Task to carry out — Count the lines in the items below that contain the string "green", matching case exactly, and reply with only that number.

Records for processing —
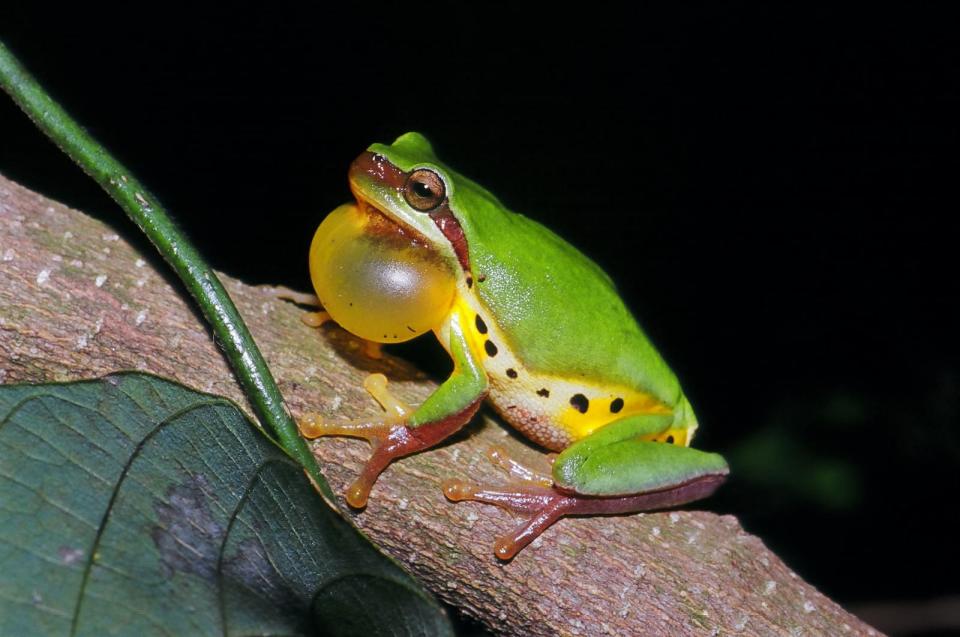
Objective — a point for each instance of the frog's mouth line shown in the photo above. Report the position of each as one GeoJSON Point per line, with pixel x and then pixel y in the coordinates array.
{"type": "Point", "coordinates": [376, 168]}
---
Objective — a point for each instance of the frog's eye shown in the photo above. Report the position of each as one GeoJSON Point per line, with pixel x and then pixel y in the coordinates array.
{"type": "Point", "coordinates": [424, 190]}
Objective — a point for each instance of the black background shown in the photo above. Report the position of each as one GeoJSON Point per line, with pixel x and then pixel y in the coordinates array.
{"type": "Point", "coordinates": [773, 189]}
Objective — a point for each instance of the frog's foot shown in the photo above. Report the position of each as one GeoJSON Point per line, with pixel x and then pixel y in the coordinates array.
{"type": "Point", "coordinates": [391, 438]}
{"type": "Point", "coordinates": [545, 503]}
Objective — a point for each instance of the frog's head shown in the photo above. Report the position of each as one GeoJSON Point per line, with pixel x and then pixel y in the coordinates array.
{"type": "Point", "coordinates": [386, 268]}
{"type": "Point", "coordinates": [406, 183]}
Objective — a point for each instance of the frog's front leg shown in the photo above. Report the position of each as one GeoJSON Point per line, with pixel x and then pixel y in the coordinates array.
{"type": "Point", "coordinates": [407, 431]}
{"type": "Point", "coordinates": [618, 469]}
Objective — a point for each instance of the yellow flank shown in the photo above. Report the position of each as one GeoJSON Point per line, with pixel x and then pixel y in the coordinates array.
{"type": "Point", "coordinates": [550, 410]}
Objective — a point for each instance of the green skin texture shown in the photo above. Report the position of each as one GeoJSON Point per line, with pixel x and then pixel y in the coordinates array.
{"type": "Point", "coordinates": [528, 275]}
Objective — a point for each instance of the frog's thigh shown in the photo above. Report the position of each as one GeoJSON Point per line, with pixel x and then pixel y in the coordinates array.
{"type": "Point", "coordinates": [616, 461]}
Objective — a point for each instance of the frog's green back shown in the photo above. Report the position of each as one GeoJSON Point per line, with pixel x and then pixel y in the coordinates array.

Answer to this problem — 2